Exercise objective =
Write the listing below out again word for word, without a single picture.

Records shown =
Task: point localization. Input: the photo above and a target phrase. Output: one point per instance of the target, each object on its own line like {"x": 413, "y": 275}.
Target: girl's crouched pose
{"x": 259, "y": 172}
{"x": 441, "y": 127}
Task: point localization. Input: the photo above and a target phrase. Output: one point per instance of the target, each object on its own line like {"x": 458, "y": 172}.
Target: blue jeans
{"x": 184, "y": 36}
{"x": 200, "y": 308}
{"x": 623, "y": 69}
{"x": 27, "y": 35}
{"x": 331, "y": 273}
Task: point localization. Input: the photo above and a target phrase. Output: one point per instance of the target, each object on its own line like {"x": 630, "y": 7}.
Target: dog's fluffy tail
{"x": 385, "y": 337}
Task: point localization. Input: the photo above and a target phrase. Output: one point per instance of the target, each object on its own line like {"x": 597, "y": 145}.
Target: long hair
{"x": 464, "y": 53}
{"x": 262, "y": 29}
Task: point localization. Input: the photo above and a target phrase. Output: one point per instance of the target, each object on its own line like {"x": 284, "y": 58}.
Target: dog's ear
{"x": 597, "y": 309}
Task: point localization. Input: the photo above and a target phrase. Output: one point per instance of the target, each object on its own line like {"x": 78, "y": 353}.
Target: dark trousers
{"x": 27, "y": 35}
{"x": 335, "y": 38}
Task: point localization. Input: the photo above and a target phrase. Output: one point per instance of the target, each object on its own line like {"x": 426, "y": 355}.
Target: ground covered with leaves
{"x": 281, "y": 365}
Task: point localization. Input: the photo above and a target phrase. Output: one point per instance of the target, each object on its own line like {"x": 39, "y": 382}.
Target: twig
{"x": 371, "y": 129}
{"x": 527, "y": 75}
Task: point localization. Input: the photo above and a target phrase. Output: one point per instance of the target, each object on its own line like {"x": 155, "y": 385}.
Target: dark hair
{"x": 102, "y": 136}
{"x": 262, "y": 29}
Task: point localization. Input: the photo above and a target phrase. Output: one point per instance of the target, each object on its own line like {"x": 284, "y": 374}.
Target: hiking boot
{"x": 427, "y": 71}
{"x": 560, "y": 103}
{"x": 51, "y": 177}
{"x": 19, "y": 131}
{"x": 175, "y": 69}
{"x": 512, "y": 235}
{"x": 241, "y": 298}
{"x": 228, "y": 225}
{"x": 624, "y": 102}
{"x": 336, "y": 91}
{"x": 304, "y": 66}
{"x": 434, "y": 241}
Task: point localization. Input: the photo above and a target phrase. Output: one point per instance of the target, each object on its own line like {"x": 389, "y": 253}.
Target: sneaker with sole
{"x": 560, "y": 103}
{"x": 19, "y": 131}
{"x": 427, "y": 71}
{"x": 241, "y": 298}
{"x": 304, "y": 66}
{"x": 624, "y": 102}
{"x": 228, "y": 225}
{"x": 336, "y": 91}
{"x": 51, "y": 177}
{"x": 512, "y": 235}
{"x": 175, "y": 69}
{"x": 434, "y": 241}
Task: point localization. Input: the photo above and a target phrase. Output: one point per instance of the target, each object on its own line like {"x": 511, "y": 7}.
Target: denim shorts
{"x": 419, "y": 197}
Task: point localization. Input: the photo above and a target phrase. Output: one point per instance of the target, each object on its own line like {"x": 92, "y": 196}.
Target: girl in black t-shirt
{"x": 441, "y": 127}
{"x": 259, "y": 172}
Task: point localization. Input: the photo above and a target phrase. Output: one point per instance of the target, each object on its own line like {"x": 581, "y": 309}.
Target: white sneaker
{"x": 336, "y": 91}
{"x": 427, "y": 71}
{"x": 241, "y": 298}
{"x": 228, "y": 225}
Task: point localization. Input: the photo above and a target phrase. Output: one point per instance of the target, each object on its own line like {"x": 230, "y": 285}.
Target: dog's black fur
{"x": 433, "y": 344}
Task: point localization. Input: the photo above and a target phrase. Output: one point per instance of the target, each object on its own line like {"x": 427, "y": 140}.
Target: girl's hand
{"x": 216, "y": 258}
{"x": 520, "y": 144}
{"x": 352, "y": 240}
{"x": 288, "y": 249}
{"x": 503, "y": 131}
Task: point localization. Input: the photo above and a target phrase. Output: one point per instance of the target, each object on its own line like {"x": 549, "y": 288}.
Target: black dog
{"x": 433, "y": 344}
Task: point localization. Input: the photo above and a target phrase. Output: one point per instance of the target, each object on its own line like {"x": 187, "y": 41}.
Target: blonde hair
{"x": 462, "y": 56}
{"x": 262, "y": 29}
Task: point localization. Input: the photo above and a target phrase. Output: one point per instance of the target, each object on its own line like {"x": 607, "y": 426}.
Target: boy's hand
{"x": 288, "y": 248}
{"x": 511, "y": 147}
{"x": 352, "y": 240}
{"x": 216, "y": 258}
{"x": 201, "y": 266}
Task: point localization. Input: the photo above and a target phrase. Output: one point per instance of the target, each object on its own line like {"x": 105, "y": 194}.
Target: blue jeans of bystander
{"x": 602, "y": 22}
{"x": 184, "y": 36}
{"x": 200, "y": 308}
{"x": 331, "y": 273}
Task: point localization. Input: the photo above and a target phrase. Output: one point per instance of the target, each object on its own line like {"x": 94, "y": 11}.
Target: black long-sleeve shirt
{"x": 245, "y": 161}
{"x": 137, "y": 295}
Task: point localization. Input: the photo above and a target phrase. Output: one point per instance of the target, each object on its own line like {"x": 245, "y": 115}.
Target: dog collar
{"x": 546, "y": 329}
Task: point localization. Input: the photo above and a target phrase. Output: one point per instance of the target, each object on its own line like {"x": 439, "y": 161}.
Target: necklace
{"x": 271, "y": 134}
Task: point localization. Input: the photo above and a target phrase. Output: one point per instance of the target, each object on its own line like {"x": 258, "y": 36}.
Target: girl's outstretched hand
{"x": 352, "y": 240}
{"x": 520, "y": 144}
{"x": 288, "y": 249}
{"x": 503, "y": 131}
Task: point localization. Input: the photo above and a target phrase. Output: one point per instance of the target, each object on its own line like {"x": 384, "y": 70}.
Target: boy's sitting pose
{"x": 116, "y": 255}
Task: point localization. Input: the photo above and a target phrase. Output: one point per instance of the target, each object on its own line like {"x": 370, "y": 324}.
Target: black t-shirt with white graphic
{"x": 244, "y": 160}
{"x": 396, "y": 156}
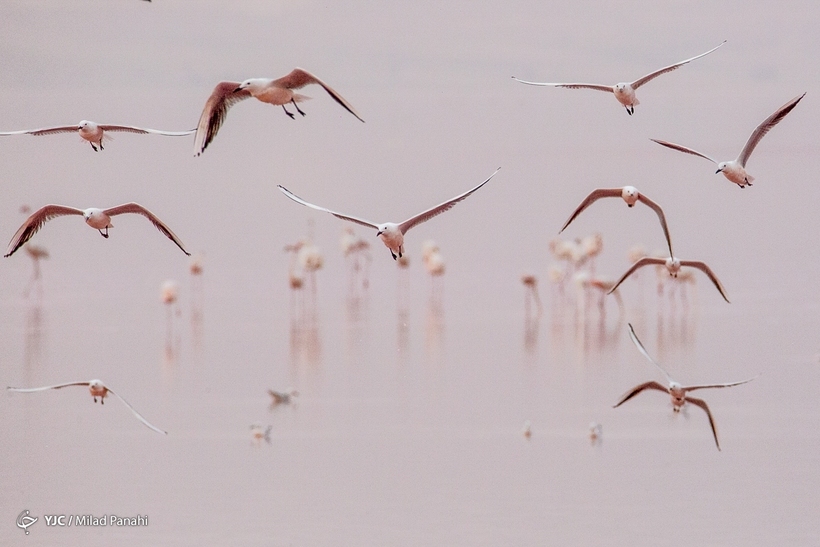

Exercise response =
Task: point localization. Input: the photo above and a target phrase. Output: one point per instance of the target, each object on its own line like {"x": 413, "y": 275}.
Target: girl's crouched pose
{"x": 259, "y": 172}
{"x": 441, "y": 127}
Task: point localization. Input: the photo above and a target phrase. Output: one point per instance of the target, each object on its own line like {"x": 458, "y": 172}.
Target: blue jeans
{"x": 184, "y": 36}
{"x": 200, "y": 308}
{"x": 623, "y": 69}
{"x": 27, "y": 35}
{"x": 331, "y": 273}
Task: point localization. Input: the photo above and a target phrase. Output: one point per instance of the target, each object on its own line like {"x": 630, "y": 7}.
Target: dog's fluffy tail
{"x": 385, "y": 337}
Task: point localization. Input: the photo above and a target phrase. Output: one point per instance of the target, each object on its own line like {"x": 597, "y": 145}.
Target: long hair
{"x": 464, "y": 53}
{"x": 262, "y": 29}
Task: point localization. Input: the photo above and a target phrase. Output: one point per instance of the target, each object on its own line like {"x": 284, "y": 58}.
Target: dog's ear
{"x": 597, "y": 309}
Task: point localization. Input: the photo above and a target phrase. Output: one point per instance of the target, each object on its own line like {"x": 78, "y": 353}.
Target: dark trousers
{"x": 27, "y": 35}
{"x": 335, "y": 38}
Task: point localization. Input: the photo above and a target phrase. Output: one point per instance of the target, each object on its own line like {"x": 426, "y": 355}.
Target: ground covered with leaves
{"x": 281, "y": 365}
Task: point localization. Input: the photo above and a target phrase. Output: one point per instance of the target, each object on its own line like {"x": 39, "y": 382}.
Target: twig
{"x": 371, "y": 129}
{"x": 527, "y": 75}
Task: point localization. Input: the photo above and a target phrase. Output: one point per instance of the target, each object on its own line like {"x": 155, "y": 385}.
Target: dark hair
{"x": 102, "y": 136}
{"x": 262, "y": 29}
Task: point localization. Input: the photo above and a target phrase. Output: one point per instance of the target, each object on its own line like {"x": 284, "y": 374}.
Target: hiking boot
{"x": 427, "y": 71}
{"x": 560, "y": 103}
{"x": 51, "y": 177}
{"x": 19, "y": 131}
{"x": 175, "y": 69}
{"x": 512, "y": 235}
{"x": 241, "y": 298}
{"x": 228, "y": 225}
{"x": 624, "y": 102}
{"x": 336, "y": 91}
{"x": 304, "y": 66}
{"x": 434, "y": 241}
Task: point localization. Input: the photo above and a target phrase. Output: one point per instance of the target, each object on its own line like {"x": 389, "y": 253}.
Target: sneaker with sole
{"x": 560, "y": 103}
{"x": 19, "y": 131}
{"x": 427, "y": 71}
{"x": 241, "y": 298}
{"x": 304, "y": 66}
{"x": 624, "y": 102}
{"x": 228, "y": 225}
{"x": 336, "y": 91}
{"x": 51, "y": 177}
{"x": 512, "y": 235}
{"x": 175, "y": 69}
{"x": 434, "y": 241}
Task: point localization. Input: the photo above and a target phrase. Output: one point per instance of the target, each object on its own line like {"x": 511, "y": 7}.
Target: denim shorts
{"x": 419, "y": 197}
Task: point localization. Input: the photo above and a target phrase. Output: one point per instance of the target, each object on its own line like {"x": 92, "y": 196}.
Target: girl in black t-shirt
{"x": 441, "y": 127}
{"x": 259, "y": 172}
Task: point localization. Input: the photo above and a target phrase. Output: one point per instance of the target, each object on its own line like {"x": 581, "y": 309}.
Target: white sneaker
{"x": 336, "y": 91}
{"x": 427, "y": 71}
{"x": 241, "y": 298}
{"x": 228, "y": 225}
Task: point localization. Input: the photo above and a target phrase. Output: one point per instance of the target, each object on its own line like {"x": 230, "y": 285}.
Target: dog's black fur
{"x": 433, "y": 344}
Task: point localization. Input: the photo above and a target phrase. Output: one point per instance of the target, each object on its own line like {"x": 427, "y": 140}.
Target: girl's hand
{"x": 216, "y": 258}
{"x": 520, "y": 144}
{"x": 352, "y": 240}
{"x": 288, "y": 249}
{"x": 503, "y": 131}
Task: point localization. Input: the photo above and a target phrase. Output: one point per instance of the target, each object on its own line like {"x": 549, "y": 288}.
Target: black dog
{"x": 433, "y": 344}
Task: point localization. Input: the photo above and a target phrase. Output: one point per instance of the target, each object on its own line like {"x": 187, "y": 41}.
Target: blonde hair
{"x": 462, "y": 56}
{"x": 262, "y": 29}
Task: point localization. Input: the photo above and a target phrase. Output: one point per instance of the target, each object on its own line like {"x": 607, "y": 426}.
Target: boy's hand
{"x": 288, "y": 248}
{"x": 511, "y": 147}
{"x": 352, "y": 240}
{"x": 216, "y": 258}
{"x": 201, "y": 266}
Task: point localization. Input: the photo above and a target phrase. Output: one point per instance of the target, each object on its own line like {"x": 105, "y": 194}.
Target: blue jeans of bystander
{"x": 602, "y": 22}
{"x": 184, "y": 36}
{"x": 200, "y": 308}
{"x": 331, "y": 273}
Task: point localization. Input: the photo above and a target phrase. Output: one point per instance of the target, each object on its own line like {"x": 94, "y": 11}.
Target: black long-sleeve shirt
{"x": 245, "y": 161}
{"x": 137, "y": 295}
Task: point localization. Input: the photo above and a target phrase. Output: one point per instance of the target, each object on its own line like {"x": 245, "y": 115}.
Target: dog collar
{"x": 546, "y": 329}
Task: point localization. Input: the photo above and a target phrase. Output: one point per instance of the target, each object on its own line like {"x": 439, "y": 161}.
Target: necklace
{"x": 271, "y": 134}
Task: point localization. Input: the photo above and a target phrase. Output: one point per instance of the target, each object on its own line like {"x": 258, "y": 36}.
Target: girl's outstretched hand
{"x": 352, "y": 240}
{"x": 520, "y": 144}
{"x": 288, "y": 249}
{"x": 503, "y": 131}
Task: point localization. Input: the photo above and a target phrase. Output: one point per instance of the target, each object on its own line like {"x": 384, "y": 70}.
Target: boy's sitting pose
{"x": 116, "y": 255}
Task: point localization. Input: the photo above and a target phrase. Output: one point per instance of the target, each object on its own line like {"x": 370, "y": 324}.
Target: black t-shirt with white graphic
{"x": 244, "y": 160}
{"x": 396, "y": 156}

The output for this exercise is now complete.